▶ **Problem statement**: Find the line containing "Locate the gray floor". Return it and every line after it, unchanged, up to and including the last line.

Location identification entries

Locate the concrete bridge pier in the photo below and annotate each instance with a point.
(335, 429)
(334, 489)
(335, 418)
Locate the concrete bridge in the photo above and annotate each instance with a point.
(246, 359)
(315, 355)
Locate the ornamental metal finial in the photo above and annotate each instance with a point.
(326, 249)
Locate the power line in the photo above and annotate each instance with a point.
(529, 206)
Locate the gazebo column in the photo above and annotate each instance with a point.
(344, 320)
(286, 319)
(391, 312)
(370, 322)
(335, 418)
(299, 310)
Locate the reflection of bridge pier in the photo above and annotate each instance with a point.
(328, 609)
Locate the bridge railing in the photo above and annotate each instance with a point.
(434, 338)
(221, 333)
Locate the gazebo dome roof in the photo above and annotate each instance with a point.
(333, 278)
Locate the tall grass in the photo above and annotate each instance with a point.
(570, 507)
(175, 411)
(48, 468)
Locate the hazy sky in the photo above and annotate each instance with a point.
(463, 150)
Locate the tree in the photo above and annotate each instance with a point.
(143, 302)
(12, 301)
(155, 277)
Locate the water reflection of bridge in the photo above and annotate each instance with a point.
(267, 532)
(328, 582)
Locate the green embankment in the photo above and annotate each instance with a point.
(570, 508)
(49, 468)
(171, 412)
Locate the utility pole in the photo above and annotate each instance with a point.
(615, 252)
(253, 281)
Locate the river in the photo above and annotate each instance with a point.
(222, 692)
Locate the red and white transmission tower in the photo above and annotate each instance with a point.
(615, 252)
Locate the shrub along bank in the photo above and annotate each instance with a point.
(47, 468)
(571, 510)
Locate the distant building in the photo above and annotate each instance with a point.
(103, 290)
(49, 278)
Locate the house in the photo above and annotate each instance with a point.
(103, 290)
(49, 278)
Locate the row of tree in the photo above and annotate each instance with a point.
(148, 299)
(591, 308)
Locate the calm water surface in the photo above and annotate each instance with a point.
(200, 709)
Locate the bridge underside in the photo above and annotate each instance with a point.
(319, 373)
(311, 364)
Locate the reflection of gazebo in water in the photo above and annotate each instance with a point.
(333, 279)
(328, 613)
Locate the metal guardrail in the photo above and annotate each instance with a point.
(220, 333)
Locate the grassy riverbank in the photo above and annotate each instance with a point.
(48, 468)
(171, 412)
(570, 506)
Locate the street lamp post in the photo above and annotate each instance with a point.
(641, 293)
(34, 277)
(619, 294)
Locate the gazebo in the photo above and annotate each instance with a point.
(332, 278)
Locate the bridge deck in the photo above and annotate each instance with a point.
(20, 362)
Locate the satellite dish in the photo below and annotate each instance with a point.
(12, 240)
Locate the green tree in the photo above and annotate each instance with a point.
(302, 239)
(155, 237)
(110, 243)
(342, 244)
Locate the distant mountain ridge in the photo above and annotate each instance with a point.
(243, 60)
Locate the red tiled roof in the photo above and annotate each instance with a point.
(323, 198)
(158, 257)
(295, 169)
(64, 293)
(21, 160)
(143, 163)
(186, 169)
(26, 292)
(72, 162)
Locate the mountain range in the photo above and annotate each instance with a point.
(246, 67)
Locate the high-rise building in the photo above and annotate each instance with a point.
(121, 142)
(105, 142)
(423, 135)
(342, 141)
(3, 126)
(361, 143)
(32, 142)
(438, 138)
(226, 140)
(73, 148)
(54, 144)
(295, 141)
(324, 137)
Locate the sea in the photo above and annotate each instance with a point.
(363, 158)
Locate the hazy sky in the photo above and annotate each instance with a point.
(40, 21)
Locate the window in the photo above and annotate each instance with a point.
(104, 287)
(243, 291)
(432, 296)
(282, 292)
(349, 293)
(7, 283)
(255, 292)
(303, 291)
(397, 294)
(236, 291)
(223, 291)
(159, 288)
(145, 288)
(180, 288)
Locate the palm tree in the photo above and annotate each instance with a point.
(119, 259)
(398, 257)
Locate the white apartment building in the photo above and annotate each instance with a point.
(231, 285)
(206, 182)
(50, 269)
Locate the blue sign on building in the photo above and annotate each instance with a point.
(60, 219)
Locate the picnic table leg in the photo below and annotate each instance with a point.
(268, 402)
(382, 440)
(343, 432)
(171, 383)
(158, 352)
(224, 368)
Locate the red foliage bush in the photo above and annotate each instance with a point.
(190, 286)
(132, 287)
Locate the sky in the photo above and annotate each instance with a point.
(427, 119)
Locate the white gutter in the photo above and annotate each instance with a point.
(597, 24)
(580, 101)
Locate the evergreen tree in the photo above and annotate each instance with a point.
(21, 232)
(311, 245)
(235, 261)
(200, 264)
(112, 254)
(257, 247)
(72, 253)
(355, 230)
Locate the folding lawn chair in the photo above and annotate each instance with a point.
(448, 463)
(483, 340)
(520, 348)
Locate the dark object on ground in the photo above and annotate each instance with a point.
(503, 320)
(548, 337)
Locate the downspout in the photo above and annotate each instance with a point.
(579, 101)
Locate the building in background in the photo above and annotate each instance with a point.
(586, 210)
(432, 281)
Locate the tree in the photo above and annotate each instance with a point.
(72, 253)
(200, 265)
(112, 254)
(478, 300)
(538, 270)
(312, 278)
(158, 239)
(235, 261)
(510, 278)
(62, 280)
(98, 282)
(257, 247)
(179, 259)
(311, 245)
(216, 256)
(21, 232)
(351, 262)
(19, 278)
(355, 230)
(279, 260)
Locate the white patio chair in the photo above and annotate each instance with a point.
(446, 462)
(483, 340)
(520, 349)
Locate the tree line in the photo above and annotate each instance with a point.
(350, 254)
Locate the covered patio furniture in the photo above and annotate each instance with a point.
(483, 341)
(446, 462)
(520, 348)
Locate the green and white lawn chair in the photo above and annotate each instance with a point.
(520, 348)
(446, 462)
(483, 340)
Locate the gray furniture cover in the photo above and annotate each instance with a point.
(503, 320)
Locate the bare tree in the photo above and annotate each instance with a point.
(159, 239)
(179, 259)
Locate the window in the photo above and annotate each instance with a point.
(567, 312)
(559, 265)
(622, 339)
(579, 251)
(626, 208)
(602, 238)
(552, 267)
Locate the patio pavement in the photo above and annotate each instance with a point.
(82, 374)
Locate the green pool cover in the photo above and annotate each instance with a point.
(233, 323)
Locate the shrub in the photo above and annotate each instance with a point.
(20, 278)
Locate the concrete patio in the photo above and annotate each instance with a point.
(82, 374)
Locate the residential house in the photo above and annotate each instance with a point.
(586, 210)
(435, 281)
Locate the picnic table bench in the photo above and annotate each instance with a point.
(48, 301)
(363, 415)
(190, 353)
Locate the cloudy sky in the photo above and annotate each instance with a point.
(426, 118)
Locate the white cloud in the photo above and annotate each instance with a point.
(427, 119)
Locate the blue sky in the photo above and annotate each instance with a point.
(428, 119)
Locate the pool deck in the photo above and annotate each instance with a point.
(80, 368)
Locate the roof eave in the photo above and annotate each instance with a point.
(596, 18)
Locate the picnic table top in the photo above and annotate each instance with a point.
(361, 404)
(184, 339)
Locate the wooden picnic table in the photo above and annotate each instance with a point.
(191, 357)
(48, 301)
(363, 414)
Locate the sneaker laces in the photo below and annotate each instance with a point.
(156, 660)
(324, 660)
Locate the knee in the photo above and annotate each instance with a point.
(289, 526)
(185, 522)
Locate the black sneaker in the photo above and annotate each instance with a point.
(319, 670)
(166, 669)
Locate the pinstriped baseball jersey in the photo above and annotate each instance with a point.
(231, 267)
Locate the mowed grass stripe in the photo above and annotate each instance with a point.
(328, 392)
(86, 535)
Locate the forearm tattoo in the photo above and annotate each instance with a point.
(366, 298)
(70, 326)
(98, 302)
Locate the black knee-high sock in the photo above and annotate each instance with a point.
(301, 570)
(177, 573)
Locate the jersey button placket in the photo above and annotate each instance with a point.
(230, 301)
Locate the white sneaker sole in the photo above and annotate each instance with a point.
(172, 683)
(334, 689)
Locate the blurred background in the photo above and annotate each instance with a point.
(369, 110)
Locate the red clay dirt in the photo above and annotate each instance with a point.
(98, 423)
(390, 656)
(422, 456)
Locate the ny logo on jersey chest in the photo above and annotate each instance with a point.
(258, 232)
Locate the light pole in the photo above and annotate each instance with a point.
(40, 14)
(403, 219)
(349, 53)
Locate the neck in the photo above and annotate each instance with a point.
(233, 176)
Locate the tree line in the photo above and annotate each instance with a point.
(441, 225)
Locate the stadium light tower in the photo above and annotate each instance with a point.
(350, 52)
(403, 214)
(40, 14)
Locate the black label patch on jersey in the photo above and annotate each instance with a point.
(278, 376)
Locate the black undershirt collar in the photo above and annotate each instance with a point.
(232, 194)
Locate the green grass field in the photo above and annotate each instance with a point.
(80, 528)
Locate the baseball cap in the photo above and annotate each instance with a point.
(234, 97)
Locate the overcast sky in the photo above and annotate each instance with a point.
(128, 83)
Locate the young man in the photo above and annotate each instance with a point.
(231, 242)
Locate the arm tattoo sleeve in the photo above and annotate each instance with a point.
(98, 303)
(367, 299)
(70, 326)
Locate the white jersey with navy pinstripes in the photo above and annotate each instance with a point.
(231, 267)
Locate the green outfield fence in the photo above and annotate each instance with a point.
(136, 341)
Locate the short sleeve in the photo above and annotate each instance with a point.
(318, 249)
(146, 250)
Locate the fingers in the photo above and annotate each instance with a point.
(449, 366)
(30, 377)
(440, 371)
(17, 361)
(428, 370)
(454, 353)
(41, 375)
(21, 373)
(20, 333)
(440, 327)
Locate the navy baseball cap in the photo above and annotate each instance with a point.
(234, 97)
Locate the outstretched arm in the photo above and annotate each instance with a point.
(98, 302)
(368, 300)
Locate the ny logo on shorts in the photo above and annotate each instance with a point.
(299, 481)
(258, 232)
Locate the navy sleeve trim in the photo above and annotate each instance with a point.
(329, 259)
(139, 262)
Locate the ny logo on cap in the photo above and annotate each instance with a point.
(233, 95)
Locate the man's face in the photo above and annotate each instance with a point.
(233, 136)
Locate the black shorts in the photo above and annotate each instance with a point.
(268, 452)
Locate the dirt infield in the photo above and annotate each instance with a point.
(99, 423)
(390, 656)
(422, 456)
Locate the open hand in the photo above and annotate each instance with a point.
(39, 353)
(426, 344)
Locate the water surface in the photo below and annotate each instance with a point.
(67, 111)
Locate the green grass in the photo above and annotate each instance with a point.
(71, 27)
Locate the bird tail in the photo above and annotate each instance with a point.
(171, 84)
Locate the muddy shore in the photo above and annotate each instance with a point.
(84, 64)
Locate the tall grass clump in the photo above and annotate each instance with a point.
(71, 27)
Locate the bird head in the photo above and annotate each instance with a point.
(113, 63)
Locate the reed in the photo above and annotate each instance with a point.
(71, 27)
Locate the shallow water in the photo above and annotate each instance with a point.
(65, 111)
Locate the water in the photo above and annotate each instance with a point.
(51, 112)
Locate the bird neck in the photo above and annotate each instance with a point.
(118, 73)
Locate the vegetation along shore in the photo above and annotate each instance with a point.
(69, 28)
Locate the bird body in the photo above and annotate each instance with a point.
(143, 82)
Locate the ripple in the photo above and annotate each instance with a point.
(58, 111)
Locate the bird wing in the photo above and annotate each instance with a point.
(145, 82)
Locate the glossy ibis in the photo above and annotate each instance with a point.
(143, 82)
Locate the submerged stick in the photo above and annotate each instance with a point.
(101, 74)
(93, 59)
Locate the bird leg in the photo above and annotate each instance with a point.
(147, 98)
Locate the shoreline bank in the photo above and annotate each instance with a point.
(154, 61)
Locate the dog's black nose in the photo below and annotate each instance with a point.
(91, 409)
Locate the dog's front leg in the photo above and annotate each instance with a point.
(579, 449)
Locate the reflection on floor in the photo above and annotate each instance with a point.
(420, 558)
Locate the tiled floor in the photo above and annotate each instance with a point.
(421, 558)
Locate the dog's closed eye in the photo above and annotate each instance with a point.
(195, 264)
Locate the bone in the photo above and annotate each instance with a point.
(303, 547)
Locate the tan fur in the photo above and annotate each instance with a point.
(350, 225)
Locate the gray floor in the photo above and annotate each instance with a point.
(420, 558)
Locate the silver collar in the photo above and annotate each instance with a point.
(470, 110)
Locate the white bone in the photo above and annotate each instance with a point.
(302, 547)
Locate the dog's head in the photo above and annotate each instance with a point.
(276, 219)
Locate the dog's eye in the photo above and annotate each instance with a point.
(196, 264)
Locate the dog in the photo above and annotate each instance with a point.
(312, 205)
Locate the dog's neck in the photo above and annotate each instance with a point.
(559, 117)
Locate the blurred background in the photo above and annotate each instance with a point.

▶ **Result for this task**:
Locate the gray floor in the photo above and annotate each instance with a point.
(420, 558)
Locate the silver collar in the photo above and annotate each instance with a point.
(470, 110)
Locate the white bone in the photo above and annotate each instance with a point.
(302, 547)
Locate the dog's head in the photo above and annotate each instance with a point.
(276, 219)
Locate the dog's eye in the photo above and annotate each instance with a point.
(196, 264)
Locate the dog in the photo above and annotate each instance with a point.
(312, 205)
Locate the dog's neck in the photo above and annotate each instance with a point.
(559, 117)
Locate the blurred background in the photo above and annotate each instance with a point.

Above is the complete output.